## 課題
下にある西武の試合を伝える記事を、最後の文の後から書き継ぐこと。

なぜ西武は1日で自力Vを復活させることができたのか…トップ3チームが再びゲーム差「0」で優勝争う大混戦

 辻監督自身も金子の1番起用を逡巡していた。

「下で調整していたバッターをいきなり1番で。どうしようかとずっと考えていたけど、ヘッドコーチとバッティングコーチが『1番でいきましょう』と。(終わってみれば)何か嬉しくなってくるよね。源田も生き生きとしてきたしね」

 レフト前へポトリと落ちそうな3番・近藤健介の打球を、自慢の俊足を飛ばしながらスライディングキャッチ。與座が初めて三者凡退に仕留めた3回をアシストした、金子の超ファインプレーは復活祭への“プロローグ”だった。

## 元データ
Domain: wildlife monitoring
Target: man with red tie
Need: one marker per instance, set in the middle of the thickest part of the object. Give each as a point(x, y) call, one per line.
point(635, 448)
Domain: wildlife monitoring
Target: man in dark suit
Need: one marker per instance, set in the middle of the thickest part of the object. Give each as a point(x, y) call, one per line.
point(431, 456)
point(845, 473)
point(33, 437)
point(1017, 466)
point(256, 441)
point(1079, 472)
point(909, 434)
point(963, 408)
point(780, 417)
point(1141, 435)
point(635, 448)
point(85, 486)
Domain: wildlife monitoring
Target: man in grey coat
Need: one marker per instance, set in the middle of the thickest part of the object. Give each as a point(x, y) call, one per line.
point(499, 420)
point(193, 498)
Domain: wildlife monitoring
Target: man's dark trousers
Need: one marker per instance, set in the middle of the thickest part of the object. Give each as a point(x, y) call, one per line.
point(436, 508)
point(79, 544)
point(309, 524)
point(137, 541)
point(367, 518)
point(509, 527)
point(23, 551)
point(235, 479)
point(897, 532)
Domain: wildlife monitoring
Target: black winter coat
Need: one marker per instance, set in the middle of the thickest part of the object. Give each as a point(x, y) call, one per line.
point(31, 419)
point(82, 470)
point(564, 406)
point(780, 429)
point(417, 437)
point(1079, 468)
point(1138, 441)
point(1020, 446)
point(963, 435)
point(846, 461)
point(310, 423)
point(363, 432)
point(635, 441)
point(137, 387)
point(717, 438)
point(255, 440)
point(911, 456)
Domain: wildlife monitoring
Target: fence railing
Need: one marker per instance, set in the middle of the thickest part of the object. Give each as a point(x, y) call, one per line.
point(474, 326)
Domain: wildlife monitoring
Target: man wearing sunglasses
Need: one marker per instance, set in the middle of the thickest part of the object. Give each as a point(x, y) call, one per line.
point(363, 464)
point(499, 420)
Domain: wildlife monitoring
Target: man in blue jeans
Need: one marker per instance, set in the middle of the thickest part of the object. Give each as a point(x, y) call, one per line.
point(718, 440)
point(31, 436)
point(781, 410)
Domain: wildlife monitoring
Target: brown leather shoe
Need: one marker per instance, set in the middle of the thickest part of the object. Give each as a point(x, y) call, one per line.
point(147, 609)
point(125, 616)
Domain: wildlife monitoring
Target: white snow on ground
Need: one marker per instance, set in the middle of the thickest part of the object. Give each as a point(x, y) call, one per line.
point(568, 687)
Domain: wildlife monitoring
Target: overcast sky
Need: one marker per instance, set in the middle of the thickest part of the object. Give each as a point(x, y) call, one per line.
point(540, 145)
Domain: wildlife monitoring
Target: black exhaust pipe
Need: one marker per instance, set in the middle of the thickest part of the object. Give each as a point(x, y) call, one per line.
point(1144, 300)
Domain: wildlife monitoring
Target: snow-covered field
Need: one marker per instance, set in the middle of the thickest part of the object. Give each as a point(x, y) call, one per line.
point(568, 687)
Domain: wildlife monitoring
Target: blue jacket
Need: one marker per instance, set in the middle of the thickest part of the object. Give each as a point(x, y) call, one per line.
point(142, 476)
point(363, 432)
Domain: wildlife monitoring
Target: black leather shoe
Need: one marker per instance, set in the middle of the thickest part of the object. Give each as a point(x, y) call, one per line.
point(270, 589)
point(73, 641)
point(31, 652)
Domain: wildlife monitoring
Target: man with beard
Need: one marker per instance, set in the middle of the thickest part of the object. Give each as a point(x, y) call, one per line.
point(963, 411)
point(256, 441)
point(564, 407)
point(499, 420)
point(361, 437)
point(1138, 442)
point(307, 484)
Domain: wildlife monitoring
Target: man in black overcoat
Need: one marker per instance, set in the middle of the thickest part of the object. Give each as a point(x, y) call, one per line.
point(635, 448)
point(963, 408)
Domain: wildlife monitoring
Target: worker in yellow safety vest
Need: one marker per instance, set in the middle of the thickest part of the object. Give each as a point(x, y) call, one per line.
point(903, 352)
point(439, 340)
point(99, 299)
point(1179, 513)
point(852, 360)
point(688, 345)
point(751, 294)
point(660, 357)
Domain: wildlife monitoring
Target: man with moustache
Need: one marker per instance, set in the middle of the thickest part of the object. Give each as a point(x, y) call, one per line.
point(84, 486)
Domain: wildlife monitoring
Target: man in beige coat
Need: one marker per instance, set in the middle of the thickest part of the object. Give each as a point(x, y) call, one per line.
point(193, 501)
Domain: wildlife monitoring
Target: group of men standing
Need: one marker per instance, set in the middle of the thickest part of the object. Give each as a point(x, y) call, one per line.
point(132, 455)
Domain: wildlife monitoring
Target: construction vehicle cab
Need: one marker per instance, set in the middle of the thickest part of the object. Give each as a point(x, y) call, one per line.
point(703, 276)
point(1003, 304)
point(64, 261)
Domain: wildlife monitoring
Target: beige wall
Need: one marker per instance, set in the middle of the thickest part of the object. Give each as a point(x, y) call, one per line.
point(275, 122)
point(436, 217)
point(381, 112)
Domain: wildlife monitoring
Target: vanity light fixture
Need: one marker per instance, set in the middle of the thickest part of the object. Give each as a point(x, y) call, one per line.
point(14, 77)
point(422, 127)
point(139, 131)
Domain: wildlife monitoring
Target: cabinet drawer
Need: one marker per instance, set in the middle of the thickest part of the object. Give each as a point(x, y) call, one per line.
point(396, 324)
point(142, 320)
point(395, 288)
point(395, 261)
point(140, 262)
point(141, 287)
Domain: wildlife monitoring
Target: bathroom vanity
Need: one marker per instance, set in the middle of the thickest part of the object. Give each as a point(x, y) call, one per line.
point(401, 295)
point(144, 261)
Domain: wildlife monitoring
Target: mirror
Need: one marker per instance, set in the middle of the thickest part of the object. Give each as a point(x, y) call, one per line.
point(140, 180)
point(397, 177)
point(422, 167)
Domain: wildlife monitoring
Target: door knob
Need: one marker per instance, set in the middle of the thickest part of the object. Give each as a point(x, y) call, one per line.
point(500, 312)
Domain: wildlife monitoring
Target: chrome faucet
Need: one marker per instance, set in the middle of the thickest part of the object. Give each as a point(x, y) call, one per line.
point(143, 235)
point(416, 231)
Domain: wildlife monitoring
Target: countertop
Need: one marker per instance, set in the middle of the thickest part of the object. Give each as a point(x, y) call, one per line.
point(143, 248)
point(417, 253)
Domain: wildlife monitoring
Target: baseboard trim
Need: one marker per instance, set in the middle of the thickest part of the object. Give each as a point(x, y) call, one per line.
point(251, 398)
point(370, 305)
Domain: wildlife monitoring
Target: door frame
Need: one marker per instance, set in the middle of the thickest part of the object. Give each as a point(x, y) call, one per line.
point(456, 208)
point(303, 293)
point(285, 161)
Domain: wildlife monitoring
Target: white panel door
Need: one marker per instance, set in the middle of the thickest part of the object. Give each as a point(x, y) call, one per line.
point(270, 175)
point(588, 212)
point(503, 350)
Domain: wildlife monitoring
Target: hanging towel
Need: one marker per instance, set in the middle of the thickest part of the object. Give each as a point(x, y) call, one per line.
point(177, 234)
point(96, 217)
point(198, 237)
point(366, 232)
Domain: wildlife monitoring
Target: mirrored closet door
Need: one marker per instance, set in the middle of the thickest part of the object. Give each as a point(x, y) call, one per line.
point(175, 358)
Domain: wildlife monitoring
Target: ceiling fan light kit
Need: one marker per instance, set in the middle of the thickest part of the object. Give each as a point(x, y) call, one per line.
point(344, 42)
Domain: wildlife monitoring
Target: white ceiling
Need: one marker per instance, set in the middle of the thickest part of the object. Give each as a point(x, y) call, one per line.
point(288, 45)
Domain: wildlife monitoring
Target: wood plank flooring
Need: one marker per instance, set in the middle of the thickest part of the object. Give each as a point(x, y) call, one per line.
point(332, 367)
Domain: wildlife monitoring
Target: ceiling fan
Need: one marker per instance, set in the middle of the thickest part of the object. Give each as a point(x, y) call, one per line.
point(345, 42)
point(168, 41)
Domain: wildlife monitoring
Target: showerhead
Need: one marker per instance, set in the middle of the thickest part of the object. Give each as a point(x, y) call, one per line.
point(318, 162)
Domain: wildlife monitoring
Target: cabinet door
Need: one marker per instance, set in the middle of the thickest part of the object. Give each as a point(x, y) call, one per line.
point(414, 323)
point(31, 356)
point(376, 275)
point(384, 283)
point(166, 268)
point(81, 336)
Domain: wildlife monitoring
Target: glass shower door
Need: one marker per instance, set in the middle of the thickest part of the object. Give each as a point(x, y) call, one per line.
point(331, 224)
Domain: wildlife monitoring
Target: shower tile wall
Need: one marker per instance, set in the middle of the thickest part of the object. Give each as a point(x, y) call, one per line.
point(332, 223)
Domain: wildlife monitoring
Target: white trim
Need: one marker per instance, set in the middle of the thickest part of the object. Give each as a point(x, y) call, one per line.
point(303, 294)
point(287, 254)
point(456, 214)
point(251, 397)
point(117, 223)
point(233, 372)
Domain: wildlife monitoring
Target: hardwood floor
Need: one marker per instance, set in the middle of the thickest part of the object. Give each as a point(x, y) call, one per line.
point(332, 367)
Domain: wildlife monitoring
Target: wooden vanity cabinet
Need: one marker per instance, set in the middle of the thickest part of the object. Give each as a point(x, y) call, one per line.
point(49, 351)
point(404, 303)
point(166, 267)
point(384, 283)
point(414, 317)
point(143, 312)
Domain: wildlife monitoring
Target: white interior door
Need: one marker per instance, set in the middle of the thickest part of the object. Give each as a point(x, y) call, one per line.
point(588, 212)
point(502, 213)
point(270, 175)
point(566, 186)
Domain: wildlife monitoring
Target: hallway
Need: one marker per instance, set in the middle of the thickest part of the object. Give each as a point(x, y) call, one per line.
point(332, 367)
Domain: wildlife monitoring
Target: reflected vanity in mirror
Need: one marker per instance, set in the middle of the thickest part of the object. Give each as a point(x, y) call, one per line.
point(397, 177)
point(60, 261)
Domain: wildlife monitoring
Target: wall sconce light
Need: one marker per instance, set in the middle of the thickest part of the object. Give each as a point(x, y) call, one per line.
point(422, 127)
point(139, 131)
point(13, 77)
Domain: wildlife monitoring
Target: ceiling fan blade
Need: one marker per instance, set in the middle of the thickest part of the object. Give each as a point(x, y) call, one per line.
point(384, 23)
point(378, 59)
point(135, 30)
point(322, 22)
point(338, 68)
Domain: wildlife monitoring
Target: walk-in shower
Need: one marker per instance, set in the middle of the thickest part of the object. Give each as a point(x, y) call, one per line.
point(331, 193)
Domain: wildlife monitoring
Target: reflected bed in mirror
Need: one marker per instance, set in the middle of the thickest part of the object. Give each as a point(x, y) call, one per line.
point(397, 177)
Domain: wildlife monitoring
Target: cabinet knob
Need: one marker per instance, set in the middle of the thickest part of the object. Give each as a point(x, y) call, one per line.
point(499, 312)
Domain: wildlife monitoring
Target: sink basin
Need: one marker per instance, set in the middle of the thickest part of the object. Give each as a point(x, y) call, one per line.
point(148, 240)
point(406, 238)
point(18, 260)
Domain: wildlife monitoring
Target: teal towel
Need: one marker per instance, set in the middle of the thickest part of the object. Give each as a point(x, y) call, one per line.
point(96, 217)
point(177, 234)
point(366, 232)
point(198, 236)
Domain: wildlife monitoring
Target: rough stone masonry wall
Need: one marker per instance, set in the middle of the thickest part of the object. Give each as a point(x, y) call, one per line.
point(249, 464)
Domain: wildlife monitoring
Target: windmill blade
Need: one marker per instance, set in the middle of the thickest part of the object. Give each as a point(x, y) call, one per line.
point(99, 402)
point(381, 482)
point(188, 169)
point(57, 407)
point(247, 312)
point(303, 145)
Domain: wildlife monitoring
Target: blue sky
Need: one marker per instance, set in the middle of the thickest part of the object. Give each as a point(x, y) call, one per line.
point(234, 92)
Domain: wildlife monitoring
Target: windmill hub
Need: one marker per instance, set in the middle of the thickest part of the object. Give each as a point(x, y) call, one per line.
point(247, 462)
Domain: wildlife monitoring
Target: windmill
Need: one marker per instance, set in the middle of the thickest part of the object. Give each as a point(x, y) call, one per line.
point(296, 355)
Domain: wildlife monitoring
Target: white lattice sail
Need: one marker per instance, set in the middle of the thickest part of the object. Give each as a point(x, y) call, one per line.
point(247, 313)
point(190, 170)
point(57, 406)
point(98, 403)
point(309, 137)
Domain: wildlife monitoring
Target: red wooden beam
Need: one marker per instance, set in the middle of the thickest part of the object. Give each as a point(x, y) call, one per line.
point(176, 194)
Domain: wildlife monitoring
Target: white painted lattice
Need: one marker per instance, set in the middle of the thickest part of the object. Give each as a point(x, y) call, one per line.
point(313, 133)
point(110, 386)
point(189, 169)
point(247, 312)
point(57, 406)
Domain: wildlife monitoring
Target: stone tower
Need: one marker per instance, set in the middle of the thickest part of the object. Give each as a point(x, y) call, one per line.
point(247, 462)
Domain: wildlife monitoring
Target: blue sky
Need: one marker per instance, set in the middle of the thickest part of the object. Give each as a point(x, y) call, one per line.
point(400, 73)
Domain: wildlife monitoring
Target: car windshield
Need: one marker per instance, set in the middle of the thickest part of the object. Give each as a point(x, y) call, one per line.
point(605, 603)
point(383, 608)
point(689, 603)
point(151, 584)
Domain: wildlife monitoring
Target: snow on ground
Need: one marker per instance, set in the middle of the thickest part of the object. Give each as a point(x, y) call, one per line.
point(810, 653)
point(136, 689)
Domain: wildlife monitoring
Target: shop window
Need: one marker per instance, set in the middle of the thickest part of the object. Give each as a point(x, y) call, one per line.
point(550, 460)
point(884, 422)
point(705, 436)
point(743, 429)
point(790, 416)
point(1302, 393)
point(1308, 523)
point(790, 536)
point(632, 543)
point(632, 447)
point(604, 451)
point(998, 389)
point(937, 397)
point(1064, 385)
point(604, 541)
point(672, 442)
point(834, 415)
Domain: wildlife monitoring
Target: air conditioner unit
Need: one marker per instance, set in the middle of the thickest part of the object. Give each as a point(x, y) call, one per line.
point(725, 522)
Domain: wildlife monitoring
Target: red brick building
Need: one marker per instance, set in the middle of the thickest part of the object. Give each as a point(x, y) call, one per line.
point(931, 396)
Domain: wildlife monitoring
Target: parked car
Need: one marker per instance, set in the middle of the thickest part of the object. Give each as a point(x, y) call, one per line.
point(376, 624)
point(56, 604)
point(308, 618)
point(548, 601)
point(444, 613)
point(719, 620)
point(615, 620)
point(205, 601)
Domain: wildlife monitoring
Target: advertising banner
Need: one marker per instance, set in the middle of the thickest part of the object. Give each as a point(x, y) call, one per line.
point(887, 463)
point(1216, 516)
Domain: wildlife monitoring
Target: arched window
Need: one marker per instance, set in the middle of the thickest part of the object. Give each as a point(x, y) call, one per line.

## 解答
 自らが先頭打者だったその裏の攻撃。フルカウントからポンセが投げ込んだ、真ん中高めの145kmのストレートをジャストミート。鋭いライナーは瞬く間にセンターを襲い、スライディングする必要がまったくない三塁打となった。

「何とか食らいついて、どうにかして前に飛ばそうと思って振りました。とにかく捕らんといてくれ、抜けてくれと思いながら走りました」

 無死三塁のチャンスで奮い立ったのが、辻監督をして「生き生きとしてきた」と言わしめたキャプテン、2番の源田壮亮だった。久しぶりに“ネコゲンコンビ”を組む金子へ、源田はプレーボール前にこんな言葉をかけていた。

「ネコさん、頑張ってくださいと。オレが返すとカッコよく言ってくれたんですよ」

 金子の述懐通りに、源田のバットも快音を残す。チェンジアップ、カットボール、スプリットをすべてファウルで粘った4球目。ど真ん中に入ってきた148kmのストレートを芯でとらえ、金子を迎え入れる右中間三塁打で続いた。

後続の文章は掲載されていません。